WHAT TO PRODUCE » The expected output is the data below, restated word for word.

(Stored data entries)
:::

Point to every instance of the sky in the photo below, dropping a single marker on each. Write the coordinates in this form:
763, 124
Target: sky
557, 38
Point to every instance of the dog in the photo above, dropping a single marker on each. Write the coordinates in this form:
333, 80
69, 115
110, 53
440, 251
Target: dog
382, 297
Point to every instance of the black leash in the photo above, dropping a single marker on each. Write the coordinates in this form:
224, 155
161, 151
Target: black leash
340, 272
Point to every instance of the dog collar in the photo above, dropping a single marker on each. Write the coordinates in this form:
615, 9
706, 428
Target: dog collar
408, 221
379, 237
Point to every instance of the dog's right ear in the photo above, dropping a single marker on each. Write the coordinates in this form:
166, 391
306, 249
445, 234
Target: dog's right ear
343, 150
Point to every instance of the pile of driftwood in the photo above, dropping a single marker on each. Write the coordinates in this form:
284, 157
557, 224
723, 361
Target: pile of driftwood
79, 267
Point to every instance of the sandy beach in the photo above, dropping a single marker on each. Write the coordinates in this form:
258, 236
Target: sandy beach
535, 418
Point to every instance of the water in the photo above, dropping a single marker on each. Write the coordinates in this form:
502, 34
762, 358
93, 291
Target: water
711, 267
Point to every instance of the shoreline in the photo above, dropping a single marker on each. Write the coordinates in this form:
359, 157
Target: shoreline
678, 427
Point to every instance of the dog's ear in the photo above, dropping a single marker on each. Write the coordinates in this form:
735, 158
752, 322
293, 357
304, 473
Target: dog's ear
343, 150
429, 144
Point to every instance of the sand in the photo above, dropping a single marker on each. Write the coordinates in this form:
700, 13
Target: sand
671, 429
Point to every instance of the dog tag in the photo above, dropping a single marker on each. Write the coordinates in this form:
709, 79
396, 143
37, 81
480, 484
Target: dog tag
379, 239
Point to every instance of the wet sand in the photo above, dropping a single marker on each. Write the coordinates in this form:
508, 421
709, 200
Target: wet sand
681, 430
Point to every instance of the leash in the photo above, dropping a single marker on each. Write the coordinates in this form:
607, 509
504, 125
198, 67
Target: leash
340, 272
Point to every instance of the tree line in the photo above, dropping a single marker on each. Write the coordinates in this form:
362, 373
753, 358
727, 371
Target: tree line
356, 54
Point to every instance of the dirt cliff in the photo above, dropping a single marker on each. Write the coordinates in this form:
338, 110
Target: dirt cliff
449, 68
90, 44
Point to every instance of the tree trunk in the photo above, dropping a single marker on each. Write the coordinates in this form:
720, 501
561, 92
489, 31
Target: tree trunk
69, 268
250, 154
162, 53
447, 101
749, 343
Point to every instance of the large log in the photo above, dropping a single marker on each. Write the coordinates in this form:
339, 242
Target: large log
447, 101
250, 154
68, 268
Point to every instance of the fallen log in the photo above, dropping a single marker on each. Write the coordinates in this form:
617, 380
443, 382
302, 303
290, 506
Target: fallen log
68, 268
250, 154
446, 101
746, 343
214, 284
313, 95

:::

EXERCISE RESPONSE »
Point to every instance of the sky in the photo below, dropping a single marker on each. Write the coordinates in this form:
763, 124
Target: sky
557, 38
Point to every instance of the dog in the photo above, dropping a single marker on each. Write the coordinates in this form:
333, 80
69, 115
110, 53
440, 251
Target: dog
382, 297
Point to every instance of the black leash in the photo above, dropping a single marker on each. Write the coordinates in this form:
224, 155
161, 151
Target: black leash
340, 272
Point to every instance of the dog collar in the photo above, dropping a single marker on each. Write the coordinates in this form:
615, 9
706, 428
Target: dog collar
408, 221
379, 237
Point to every instance of the dog's right ear in the photo above, dropping a single marker on each. Write the coordinates in this form:
166, 391
306, 249
445, 234
Target: dog's right ear
343, 150
Point to every instance of the pile of driftwood in the photo above, dropping a single marker on each. Write the coordinates in this form:
284, 157
557, 224
723, 361
Target: pile of driftwood
79, 267
Point to every instance of the sandy beach in the photo above, dropping a single marker on each. Write the coordinates in this form:
258, 236
Target: sandy beach
535, 418
Point to every instance of the water in the photo above, dropping a single marker on each. Write the coordinates in this form:
502, 34
762, 358
93, 291
Target: water
711, 267
Point to every instance of the shoreline in the photo above, dropping a single marker on each. Write the coordinates in this form:
359, 157
Target: shoreline
678, 427
Point to every instance of the dog's ear in the photo above, dropping a single marker on each. Write the coordinates in this form:
735, 158
752, 322
293, 357
304, 473
Target: dog's ear
343, 150
429, 144
Point to every instance of the sand in the photo above, dropping a single marker on each. Write the coordinates in this form:
700, 13
Target: sand
671, 429
Point to every instance of the dog tag in the photo above, dropping a single marker on each. Write the coordinates in this form:
709, 79
396, 143
37, 81
480, 484
Target: dog tag
379, 239
Point to every instance of the wet sand in the photo above, dropping a single marker on each. Write the coordinates in this form:
508, 421
709, 200
Target: wet sand
681, 430
Point to every instance of the leash in the photo above, dropping a single marker on each. Write the coordinates in this form:
607, 509
504, 125
198, 67
Target: leash
340, 272
Point to every instance of the tree line in the photo above, dropping a single marker on each. Write the coordinates in this form:
362, 373
753, 358
727, 371
Target: tree line
356, 54
Point to every instance of the dirt cliff in the photo above, dropping a single marker on each. Write the coordinates in this form:
338, 110
Target: dirt cliff
449, 68
90, 44
Point to every instance of the tree trunk in the photo above, dropping a single marker on each. Write the coordinates in this form:
720, 501
561, 92
489, 31
Target: tree trunk
69, 268
250, 154
162, 53
447, 101
749, 343
Point to every instance of the large log in the photo above, dropping a single marker on each. Write the coordinates in this form:
339, 242
Target: large log
447, 101
250, 154
68, 268
Point to every instance of the fallen log in the photo above, dropping a single marker on each. Write the coordinates in this form:
617, 380
443, 382
302, 303
290, 506
Target: fallen log
68, 268
250, 154
446, 101
746, 343
214, 284
313, 95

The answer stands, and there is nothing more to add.